Но, скажут нам, в исторической науке есть не только ремесленники, не только твердолобые сторонники раз и навсегда отмеренного, не только люди, для которых реальности и ценности сегодняшнего дня единственно доступны. Блестящие работы, переведенные у нас в последние десятилетия, специально исследующие культуру и менталитет прошлых эпох в их отличиях от современности, разве не являются радикальным прорывом к новым, не освоенным наукой территориям? Имеются в виду труды уже упоминавшейся французской исторической школы "Анналов", Макса Вебера, Й.Хейзинги и др. Впрочем, история нравов, обычаев входила в круг интересов еще античных авторов, а начиная с XVIII века, захватывает умы таких мыслителей, как Руссо, Дидро, Вольтер, Монтескье и др. Увы, сути дела это не меняет: хотя сии великие люди на то и великие, чтобы изрекать меньше глупостей, нежели наши доморощенные учителя, но и для них реальности прошлого и настоящего, в их вещественной фактуре, идентичны.

Скрупулезно восстанавливая древность по ее вещественным, то есть ныне существующим, следам (археологическим. текстуальным, изустно сохраняемым), нам следует отличать полученное таким путем знание о древности от общения с нею. Первое конструирует себя из деталей, поставляемых настоящим, второе способно совместить живое с умершим, не создавая иллюзии его оживления.

• **Задание a**:
Выпиши из записей без изменений строки, начиная со строки, где есть «the car hood», и заканчивая последней строкой записей. Обе крайние строки включи.

• **Записи разметки объектов**:
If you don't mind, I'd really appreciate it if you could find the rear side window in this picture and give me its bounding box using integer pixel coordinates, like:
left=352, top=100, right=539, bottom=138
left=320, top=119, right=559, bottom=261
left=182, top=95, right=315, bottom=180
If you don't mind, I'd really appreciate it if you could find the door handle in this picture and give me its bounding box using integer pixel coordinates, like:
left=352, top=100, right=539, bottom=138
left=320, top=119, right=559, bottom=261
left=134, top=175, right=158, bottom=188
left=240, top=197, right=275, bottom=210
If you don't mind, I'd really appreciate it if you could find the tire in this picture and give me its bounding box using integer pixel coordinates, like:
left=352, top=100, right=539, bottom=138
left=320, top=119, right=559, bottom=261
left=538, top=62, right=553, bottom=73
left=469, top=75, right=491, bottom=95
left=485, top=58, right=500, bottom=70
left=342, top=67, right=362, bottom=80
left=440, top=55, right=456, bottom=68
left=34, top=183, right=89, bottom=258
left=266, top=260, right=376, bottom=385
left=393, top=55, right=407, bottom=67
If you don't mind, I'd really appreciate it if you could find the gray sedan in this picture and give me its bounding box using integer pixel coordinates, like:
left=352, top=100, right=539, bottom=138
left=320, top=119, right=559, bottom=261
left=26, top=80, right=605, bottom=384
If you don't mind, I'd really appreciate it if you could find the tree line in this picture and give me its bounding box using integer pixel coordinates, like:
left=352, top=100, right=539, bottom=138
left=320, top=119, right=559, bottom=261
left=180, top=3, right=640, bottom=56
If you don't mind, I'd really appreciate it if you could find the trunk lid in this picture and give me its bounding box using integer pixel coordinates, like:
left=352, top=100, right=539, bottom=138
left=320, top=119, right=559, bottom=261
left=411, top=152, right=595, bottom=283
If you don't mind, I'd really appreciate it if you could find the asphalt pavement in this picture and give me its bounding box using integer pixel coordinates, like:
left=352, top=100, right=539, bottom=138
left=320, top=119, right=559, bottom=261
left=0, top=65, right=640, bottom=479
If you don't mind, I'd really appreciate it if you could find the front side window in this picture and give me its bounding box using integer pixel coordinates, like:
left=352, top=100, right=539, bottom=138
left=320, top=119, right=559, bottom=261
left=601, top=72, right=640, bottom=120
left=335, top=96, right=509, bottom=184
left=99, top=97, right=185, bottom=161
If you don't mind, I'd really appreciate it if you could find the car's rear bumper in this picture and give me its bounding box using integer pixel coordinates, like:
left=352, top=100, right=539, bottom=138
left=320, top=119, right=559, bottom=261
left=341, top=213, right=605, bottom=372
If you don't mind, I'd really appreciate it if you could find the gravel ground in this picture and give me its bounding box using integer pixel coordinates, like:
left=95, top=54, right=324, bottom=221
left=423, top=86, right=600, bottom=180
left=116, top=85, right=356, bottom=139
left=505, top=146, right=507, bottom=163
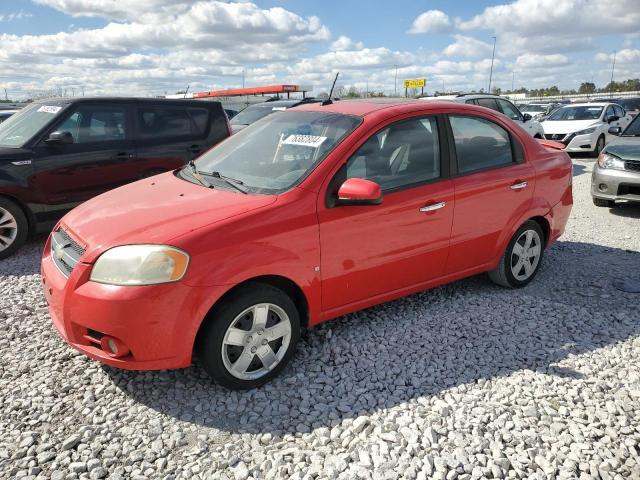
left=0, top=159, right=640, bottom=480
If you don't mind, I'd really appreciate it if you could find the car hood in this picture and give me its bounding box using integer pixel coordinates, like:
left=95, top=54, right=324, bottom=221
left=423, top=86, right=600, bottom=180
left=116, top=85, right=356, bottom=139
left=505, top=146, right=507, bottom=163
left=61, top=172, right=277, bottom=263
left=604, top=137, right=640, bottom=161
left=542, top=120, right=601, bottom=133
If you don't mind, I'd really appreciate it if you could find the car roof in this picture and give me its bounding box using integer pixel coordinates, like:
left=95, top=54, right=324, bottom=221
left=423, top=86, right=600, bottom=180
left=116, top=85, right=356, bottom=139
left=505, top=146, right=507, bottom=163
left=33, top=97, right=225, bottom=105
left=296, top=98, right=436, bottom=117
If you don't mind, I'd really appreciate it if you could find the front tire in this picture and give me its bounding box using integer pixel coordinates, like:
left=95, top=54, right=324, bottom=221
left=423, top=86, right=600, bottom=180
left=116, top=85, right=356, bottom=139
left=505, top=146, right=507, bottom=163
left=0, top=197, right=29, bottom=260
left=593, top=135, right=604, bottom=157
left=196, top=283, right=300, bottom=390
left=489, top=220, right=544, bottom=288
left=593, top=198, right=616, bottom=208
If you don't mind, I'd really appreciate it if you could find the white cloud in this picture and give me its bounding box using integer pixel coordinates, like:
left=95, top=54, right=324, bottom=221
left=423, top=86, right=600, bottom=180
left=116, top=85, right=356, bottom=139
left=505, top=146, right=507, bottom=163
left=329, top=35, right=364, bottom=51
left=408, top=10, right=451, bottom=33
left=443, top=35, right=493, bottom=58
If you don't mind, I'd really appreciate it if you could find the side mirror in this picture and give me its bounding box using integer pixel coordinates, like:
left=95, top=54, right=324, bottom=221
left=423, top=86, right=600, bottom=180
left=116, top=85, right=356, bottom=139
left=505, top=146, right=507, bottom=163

• **Задание b**:
Перепиши полностью, без единого изменения, статью о познании прошлого.

• **Ответ a**:
If you don't mind, I'd really appreciate it if you could find the car hood in this picture and give me its bounding box using integer pixel coordinates, like:
left=95, top=54, right=324, bottom=221
left=423, top=86, right=600, bottom=180
left=116, top=85, right=356, bottom=139
left=505, top=146, right=507, bottom=163
left=61, top=172, right=277, bottom=263
left=604, top=137, right=640, bottom=161
left=542, top=120, right=601, bottom=133
If you don't mind, I'd really appreciate it if you could find the car roof in this picture and give me its bounding box using integer pixel coordinates, like:
left=95, top=54, right=324, bottom=221
left=423, top=86, right=600, bottom=180
left=116, top=85, right=356, bottom=139
left=505, top=146, right=507, bottom=163
left=33, top=97, right=225, bottom=105
left=296, top=98, right=436, bottom=117
If you don't mind, I'd really appreciate it if you could find the front tire in this picture and give me its bounding box using integer pixel coordinates, like:
left=95, top=54, right=324, bottom=221
left=423, top=86, right=600, bottom=180
left=116, top=85, right=356, bottom=139
left=505, top=146, right=507, bottom=163
left=0, top=197, right=29, bottom=260
left=593, top=135, right=604, bottom=157
left=196, top=283, right=300, bottom=390
left=489, top=220, right=544, bottom=288
left=593, top=198, right=616, bottom=208
If you don't mind, I'd really appreciate it if you could find the white cloud in this picture and give me its bounding box using integer pixel coordinates, like:
left=95, top=54, right=324, bottom=221
left=423, top=86, right=600, bottom=180
left=116, top=85, right=356, bottom=139
left=505, top=146, right=507, bottom=163
left=329, top=35, right=364, bottom=51
left=408, top=10, right=451, bottom=33
left=443, top=35, right=493, bottom=58
If you don't mind, I'd really appreciate it if you could find the side mirror in this picture and give me its bounding box using integer pixel coordinates, like:
left=95, top=54, right=324, bottom=221
left=423, top=86, right=600, bottom=180
left=116, top=85, right=356, bottom=139
left=505, top=146, right=507, bottom=163

• **Ответ b**:
Но, скажут нам, в исторической науке есть не только ремесленники, не только твердолобые сторонники раз и навсегда отмеренного, не только люди, для которых реальности и ценности сегодняшнего дня единственно доступны. Блестящие работы, переведенные у нас в последние десятилетия, специально исследующие культуру и менталитет прошлых эпох в их отличиях от современности, разве не являются радикальным прорывом к новым, не освоенным наукой территориям? Имеются в виду труды уже упоминавшейся французской исторической школы "Анналов", Макса Вебера, Й.Хейзинги и др. Впрочем, история нравов, обычаев входила в круг интересов еще античных авторов, а начиная с XVIII века, захватывает умы таких мыслителей, как Руссо, Дидро, Вольтер, Монтескье и др. Увы, сути дела это не меняет: хотя сии великие люди на то и великие, чтобы изрекать меньше глупостей, нежели наши доморощенные учителя, но и для них реальности прошлого и настоящего, в их вещественной фактуре, идентичны.

Скрупулезно восстанавливая древность по ее вещественным, то есть ныне существующим, следам (археологическим. текстуальным, изустно сохраняемым), нам следует отличать полученное таким путем знание о древности от общения с нею. Первое конструирует себя из деталей, поставляемых настоящим, второе способно совместить живое с умершим, не создавая иллюзии его оживления.